▶ _Given problem_
Take the line that has "Can you find the white glove?" in it and every line after it to the end of the entries, and reproduce them exactly.

▶ _Material to process_

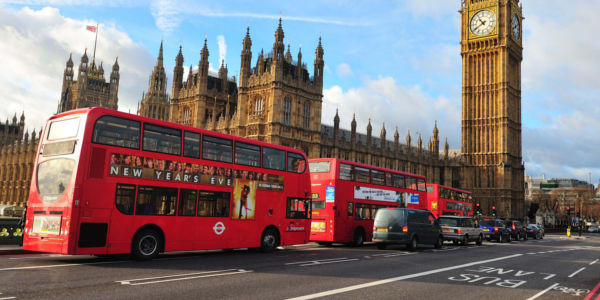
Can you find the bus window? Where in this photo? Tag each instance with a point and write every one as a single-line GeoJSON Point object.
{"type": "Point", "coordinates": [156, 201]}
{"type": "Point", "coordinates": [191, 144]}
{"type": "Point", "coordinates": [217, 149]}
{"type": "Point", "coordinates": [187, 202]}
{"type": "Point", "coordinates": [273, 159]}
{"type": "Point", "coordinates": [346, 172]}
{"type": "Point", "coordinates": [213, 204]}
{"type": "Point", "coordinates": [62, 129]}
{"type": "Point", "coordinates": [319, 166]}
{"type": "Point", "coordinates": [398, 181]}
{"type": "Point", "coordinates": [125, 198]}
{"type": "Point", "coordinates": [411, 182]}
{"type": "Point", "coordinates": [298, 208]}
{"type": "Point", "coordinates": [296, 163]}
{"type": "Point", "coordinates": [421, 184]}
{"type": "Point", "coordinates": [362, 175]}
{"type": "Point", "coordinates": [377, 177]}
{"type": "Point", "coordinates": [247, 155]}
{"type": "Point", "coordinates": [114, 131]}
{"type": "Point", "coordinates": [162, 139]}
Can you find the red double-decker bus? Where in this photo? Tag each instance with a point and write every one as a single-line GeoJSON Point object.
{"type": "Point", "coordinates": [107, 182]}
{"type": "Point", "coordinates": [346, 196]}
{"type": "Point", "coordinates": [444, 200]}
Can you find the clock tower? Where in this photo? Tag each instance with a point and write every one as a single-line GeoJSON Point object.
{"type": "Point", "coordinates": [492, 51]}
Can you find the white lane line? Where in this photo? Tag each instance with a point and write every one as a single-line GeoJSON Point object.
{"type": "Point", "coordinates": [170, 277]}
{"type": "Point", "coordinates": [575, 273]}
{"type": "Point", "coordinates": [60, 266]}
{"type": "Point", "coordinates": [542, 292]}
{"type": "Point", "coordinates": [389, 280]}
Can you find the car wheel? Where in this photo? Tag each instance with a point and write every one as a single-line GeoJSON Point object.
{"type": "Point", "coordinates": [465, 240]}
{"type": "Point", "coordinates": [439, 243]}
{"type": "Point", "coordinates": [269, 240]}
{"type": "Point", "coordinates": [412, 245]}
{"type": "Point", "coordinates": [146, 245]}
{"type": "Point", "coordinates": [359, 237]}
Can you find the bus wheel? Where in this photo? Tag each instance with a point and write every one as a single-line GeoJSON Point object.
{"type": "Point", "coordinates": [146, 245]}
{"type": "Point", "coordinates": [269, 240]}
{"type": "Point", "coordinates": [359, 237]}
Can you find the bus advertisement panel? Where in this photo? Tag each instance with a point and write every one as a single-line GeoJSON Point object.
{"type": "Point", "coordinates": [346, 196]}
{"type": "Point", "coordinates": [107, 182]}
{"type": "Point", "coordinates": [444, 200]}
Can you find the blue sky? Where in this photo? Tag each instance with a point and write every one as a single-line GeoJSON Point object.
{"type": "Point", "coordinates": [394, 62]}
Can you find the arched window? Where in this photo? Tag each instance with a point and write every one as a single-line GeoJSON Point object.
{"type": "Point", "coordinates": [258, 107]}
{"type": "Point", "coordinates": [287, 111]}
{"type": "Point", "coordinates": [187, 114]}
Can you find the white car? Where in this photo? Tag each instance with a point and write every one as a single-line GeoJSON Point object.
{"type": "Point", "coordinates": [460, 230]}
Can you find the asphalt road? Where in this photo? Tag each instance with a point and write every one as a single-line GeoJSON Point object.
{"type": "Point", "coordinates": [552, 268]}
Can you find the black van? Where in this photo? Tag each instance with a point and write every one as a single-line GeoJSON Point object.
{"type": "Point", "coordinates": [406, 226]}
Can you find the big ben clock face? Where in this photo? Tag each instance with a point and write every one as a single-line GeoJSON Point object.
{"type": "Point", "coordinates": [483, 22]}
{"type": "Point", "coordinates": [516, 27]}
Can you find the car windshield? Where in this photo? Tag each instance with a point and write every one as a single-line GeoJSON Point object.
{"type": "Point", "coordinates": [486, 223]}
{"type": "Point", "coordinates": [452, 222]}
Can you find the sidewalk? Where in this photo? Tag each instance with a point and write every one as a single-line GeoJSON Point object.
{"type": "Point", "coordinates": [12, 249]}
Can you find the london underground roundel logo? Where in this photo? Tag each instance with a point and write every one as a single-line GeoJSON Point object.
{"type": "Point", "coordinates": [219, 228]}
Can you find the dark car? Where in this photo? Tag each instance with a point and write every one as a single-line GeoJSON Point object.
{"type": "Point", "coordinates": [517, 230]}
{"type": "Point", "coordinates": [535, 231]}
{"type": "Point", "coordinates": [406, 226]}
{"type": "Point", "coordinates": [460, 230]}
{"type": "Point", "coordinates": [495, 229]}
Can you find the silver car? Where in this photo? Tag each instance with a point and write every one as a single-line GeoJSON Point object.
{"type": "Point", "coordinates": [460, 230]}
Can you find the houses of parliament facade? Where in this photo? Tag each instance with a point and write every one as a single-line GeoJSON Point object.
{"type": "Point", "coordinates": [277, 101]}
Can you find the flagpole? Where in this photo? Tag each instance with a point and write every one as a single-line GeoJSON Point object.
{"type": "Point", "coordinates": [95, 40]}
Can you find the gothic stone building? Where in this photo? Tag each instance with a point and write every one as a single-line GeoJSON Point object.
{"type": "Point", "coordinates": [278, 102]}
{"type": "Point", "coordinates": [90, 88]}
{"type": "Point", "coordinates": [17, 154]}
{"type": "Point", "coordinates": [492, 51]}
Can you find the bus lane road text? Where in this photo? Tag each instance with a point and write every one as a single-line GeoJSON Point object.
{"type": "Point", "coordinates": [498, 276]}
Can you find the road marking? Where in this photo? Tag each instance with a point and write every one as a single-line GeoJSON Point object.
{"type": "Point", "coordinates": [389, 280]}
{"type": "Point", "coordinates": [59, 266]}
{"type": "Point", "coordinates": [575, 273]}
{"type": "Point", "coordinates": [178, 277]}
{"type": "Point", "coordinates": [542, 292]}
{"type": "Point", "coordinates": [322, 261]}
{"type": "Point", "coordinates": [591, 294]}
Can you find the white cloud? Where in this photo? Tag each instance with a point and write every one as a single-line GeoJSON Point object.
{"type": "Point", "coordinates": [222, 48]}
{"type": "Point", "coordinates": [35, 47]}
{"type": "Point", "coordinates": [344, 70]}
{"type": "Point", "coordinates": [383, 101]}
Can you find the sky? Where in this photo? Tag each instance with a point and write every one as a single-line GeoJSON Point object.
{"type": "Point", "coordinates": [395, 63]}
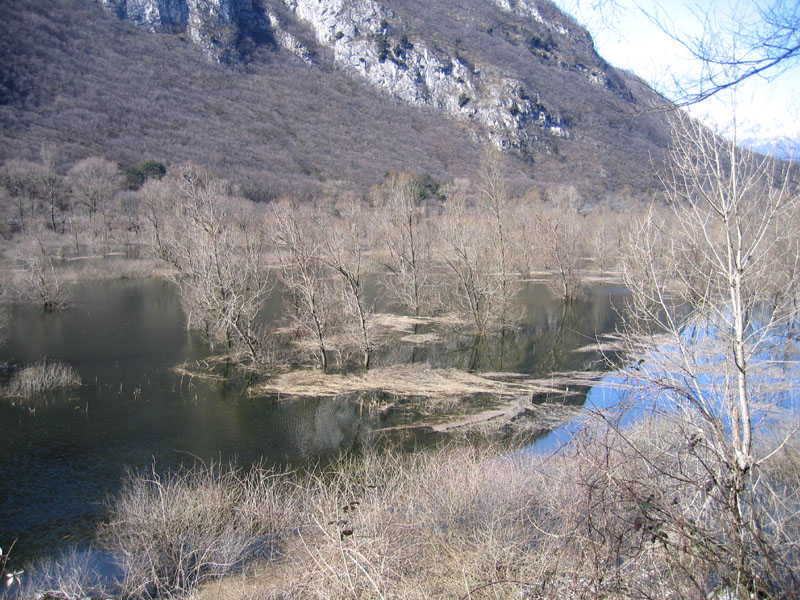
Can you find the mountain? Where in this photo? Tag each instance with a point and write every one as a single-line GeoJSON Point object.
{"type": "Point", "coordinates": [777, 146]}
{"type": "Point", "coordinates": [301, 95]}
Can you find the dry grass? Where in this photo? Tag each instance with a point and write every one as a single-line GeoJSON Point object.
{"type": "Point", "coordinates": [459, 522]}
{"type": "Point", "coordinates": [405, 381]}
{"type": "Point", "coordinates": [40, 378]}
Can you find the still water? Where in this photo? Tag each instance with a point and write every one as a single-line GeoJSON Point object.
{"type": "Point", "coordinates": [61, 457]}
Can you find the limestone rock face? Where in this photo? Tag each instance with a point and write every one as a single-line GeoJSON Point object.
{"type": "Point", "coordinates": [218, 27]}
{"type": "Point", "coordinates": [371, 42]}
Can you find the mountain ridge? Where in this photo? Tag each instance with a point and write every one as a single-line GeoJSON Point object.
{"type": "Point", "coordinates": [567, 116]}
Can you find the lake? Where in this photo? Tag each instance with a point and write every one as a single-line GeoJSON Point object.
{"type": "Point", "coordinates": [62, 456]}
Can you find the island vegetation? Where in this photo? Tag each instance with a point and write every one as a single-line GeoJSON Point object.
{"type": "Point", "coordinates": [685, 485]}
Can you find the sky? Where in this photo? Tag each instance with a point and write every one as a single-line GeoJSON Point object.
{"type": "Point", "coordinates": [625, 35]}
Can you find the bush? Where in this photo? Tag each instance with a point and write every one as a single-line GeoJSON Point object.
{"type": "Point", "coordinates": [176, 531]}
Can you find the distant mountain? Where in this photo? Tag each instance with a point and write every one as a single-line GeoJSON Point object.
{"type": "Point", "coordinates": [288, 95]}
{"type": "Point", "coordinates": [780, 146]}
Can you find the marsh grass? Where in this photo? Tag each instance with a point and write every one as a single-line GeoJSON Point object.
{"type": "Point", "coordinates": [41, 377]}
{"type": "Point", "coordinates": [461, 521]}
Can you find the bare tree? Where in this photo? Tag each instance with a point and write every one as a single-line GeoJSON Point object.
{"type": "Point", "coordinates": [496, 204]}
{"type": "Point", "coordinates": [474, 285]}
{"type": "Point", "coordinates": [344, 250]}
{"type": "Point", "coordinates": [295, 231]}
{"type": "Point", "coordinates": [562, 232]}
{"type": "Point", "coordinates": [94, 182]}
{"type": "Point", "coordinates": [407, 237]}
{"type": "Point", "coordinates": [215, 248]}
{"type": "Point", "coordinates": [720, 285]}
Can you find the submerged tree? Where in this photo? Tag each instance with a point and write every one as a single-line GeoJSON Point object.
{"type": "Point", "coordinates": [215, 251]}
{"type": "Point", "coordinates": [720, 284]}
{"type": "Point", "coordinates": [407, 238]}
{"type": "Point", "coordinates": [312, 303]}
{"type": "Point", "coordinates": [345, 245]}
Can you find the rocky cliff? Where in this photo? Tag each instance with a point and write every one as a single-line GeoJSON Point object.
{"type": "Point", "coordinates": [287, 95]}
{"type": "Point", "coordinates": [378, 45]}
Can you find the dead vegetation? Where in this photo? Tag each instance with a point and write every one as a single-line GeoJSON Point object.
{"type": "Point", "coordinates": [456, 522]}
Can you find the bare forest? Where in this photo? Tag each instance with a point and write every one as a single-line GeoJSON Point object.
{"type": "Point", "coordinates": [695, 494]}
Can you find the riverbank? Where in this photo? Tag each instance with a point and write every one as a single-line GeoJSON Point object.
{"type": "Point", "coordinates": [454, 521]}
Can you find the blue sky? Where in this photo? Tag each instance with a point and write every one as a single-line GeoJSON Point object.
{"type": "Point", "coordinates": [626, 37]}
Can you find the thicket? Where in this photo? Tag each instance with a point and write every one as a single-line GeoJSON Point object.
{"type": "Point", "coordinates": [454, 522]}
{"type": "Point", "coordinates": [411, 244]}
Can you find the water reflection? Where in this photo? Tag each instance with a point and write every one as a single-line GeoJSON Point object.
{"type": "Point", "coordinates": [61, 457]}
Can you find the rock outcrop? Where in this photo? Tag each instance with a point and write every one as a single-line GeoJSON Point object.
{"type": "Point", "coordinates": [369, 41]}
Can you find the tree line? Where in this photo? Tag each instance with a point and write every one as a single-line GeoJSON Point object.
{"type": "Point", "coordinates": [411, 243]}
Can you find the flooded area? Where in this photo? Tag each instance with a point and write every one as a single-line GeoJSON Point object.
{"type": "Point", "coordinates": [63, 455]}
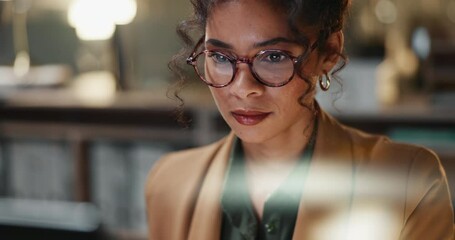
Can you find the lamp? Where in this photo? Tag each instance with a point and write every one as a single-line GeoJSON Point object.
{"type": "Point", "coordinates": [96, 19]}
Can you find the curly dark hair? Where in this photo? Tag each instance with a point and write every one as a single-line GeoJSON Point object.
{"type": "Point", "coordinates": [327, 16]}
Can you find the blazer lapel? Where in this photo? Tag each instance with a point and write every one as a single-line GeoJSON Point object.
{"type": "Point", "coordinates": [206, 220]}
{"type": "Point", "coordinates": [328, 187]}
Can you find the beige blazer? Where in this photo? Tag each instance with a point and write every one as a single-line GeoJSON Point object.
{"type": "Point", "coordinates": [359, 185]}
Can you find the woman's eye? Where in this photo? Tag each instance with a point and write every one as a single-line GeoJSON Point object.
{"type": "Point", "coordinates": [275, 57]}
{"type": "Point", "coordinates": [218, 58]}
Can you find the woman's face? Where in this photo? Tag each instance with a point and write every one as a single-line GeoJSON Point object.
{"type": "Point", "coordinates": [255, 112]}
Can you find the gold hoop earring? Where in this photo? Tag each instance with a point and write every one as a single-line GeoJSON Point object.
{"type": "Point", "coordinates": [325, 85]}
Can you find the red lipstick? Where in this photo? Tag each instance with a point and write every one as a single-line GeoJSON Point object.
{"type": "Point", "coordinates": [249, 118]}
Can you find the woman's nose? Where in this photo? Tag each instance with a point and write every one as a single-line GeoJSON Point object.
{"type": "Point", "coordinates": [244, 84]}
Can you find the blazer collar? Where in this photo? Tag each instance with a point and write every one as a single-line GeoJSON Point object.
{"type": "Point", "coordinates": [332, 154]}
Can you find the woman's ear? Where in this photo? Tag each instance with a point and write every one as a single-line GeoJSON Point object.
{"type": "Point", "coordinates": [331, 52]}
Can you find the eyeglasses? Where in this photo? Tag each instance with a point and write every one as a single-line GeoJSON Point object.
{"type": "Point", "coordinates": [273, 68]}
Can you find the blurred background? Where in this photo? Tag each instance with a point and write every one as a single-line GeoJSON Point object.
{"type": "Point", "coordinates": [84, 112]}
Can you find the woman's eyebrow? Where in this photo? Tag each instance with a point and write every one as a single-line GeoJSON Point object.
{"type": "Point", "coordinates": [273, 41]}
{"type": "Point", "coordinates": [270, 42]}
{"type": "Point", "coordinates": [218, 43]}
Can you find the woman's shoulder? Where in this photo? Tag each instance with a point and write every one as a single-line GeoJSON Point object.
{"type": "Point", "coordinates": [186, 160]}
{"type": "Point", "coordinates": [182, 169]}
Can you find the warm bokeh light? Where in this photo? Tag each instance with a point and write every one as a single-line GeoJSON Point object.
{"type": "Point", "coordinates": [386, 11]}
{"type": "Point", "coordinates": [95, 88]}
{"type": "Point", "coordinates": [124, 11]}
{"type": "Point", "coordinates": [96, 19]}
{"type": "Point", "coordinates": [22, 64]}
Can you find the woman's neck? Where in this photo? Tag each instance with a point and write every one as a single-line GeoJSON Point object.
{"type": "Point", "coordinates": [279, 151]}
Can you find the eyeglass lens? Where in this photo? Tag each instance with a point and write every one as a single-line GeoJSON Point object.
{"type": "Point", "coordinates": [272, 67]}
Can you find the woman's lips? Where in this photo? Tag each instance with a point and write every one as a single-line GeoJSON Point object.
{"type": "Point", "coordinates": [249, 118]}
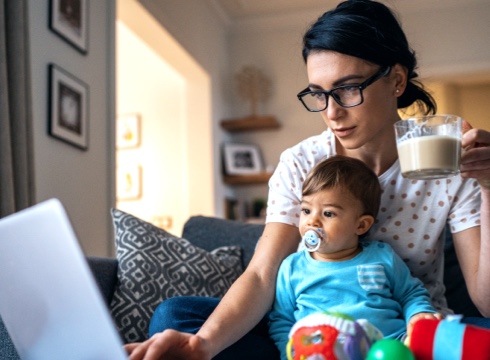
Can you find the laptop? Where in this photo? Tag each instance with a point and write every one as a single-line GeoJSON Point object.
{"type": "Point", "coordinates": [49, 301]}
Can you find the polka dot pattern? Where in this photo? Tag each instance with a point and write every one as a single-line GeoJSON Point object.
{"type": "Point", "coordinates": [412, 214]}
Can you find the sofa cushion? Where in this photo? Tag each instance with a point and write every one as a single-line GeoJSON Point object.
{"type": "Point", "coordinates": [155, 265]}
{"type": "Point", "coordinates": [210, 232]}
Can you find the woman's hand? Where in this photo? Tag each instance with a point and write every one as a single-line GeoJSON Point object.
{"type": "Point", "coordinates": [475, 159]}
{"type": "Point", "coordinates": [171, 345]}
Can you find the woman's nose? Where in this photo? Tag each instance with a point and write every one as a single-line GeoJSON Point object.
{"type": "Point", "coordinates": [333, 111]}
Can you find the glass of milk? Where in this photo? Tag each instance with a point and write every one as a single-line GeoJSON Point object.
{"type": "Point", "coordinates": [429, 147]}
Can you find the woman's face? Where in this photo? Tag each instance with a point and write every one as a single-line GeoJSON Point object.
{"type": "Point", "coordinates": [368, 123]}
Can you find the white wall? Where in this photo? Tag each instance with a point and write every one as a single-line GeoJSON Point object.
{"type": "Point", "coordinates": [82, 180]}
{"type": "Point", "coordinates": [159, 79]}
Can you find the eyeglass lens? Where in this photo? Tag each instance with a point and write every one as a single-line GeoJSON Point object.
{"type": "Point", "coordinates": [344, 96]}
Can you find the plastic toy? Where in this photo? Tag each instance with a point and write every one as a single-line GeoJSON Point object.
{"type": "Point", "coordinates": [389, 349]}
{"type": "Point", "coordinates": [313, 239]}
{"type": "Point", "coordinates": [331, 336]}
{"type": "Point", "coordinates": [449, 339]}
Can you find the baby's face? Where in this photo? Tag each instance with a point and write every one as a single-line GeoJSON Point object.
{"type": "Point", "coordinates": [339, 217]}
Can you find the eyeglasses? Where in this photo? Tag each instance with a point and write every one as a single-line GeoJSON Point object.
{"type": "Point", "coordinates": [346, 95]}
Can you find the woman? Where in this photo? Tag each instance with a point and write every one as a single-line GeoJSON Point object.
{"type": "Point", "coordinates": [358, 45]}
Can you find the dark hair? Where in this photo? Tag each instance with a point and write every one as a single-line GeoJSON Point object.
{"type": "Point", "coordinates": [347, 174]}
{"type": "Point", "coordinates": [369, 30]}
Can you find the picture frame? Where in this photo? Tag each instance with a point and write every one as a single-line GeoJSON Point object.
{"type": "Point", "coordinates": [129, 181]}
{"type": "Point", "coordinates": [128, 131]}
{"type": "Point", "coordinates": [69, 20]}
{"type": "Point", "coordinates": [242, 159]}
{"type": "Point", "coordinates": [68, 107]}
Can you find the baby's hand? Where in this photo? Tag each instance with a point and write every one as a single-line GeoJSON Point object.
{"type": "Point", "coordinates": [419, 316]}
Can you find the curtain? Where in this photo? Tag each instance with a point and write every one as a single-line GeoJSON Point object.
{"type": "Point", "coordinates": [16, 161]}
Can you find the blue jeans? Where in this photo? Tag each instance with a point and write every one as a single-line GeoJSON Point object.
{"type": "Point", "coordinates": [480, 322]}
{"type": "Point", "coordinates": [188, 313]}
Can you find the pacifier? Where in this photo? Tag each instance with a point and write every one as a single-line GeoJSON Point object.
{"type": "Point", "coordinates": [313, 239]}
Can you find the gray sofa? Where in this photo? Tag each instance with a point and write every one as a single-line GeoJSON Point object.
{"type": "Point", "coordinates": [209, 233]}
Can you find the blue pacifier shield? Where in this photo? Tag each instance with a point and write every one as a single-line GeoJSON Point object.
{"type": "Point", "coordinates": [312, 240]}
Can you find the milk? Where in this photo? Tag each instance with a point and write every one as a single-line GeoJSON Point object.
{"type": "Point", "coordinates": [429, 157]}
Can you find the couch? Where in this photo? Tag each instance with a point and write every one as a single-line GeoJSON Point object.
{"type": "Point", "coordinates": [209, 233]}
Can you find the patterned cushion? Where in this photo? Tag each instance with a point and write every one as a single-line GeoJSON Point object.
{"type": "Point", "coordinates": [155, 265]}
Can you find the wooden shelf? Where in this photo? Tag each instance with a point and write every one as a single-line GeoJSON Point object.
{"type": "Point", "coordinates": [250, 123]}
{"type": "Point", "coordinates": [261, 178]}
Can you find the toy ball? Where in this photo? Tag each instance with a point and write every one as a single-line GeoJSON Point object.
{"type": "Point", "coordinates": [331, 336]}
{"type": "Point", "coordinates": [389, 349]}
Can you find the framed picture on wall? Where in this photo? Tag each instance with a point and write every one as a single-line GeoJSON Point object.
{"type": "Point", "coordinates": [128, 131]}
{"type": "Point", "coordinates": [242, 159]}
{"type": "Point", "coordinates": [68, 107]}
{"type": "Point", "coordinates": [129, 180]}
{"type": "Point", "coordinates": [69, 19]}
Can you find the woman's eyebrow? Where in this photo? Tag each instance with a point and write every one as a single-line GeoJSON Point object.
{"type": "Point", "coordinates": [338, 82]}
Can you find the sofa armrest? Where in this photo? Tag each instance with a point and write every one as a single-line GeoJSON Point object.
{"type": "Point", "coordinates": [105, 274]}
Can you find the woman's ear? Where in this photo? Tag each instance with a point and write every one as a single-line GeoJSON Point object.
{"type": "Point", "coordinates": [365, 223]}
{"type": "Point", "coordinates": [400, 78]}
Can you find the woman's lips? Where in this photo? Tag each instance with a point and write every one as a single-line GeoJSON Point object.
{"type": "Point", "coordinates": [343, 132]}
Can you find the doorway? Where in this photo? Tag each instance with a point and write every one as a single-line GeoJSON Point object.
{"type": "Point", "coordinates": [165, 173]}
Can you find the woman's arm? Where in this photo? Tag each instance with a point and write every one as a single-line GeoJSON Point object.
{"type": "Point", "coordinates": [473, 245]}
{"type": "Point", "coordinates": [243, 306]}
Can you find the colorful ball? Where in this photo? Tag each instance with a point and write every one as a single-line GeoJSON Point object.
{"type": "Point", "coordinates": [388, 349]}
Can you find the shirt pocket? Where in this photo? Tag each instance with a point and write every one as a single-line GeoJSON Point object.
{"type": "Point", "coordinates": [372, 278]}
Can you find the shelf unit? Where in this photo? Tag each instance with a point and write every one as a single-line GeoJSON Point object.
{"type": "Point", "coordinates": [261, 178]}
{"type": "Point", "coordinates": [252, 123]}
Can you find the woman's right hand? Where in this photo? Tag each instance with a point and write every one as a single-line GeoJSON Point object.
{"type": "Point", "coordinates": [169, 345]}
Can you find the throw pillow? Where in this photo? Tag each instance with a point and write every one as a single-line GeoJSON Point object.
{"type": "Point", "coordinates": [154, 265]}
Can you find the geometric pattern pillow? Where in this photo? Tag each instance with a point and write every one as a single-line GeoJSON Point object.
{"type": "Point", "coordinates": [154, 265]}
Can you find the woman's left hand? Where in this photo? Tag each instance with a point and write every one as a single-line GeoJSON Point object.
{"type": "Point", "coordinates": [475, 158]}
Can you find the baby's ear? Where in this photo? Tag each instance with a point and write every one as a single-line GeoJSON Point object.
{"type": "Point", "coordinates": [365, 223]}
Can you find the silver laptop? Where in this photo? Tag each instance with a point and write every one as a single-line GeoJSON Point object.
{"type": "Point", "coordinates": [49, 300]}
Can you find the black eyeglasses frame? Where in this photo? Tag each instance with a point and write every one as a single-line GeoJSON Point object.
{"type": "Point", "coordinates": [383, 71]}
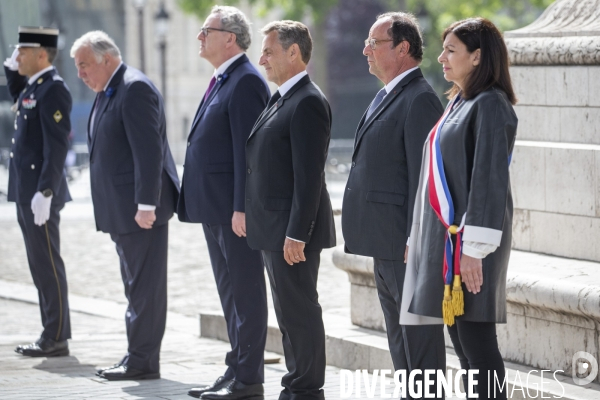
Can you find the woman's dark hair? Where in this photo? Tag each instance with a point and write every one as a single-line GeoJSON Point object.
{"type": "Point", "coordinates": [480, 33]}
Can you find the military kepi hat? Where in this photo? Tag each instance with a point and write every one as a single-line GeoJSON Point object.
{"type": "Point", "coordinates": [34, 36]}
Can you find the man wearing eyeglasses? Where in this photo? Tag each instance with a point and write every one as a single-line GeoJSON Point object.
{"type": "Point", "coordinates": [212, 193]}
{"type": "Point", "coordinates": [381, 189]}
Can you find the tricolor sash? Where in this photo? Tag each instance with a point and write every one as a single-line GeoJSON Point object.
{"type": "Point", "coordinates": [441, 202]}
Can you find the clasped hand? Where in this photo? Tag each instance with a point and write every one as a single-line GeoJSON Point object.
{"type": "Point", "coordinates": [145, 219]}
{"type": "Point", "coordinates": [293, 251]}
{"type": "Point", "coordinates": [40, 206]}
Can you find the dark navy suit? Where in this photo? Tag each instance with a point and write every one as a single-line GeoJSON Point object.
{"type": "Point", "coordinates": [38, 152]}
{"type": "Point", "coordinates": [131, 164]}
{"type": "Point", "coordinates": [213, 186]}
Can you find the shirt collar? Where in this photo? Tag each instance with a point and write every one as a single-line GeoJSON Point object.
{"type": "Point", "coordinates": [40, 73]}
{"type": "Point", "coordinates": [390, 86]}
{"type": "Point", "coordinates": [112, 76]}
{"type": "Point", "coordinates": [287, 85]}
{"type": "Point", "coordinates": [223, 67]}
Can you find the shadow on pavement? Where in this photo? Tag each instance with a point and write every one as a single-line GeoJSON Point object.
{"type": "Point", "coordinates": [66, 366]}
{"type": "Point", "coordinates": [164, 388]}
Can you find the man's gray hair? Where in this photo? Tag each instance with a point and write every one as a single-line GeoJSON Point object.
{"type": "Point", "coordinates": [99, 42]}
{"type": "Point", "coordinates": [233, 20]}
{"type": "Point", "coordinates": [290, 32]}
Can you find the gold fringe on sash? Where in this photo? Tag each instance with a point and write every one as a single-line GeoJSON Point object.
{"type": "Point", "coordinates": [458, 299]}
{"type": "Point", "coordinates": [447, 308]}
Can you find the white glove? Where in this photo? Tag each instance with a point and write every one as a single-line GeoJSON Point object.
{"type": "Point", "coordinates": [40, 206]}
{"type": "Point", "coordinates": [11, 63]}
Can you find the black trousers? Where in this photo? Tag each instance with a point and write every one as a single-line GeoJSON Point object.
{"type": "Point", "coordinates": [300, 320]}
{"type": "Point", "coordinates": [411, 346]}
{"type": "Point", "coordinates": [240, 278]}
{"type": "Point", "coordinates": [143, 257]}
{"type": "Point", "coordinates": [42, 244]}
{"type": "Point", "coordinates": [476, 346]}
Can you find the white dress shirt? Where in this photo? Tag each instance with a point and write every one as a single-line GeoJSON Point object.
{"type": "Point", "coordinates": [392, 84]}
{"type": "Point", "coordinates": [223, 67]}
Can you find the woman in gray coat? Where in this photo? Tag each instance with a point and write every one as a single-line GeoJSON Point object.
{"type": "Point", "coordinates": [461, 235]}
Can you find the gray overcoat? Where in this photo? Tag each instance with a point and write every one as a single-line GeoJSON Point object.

▶ _Result_
Can you find the white glove? Where in this photo? Tag each instance with a point and write every one as a single-line GeoJSON Point object.
{"type": "Point", "coordinates": [40, 206]}
{"type": "Point", "coordinates": [11, 63]}
Can you find the black trousers? Where in this photo? Tag each instance with a point and write every one as a single-line GeoJSON Point object.
{"type": "Point", "coordinates": [300, 320]}
{"type": "Point", "coordinates": [411, 346]}
{"type": "Point", "coordinates": [240, 278]}
{"type": "Point", "coordinates": [143, 257]}
{"type": "Point", "coordinates": [42, 244]}
{"type": "Point", "coordinates": [476, 346]}
Can you find the white dress shirt? Where in this photo? Tag each instance with a point and write every one as a single-line GeoJSON Point object.
{"type": "Point", "coordinates": [392, 84]}
{"type": "Point", "coordinates": [223, 67]}
Can you find the woman in gray coat? Where in this photo? Tag each instance with a point and write every one as a single-line GeoJSON Point object.
{"type": "Point", "coordinates": [461, 235]}
Can you find the gray overcoat? Where in this photo? Tag each instance with a point and write every one as a single-line GeoJSON Point object.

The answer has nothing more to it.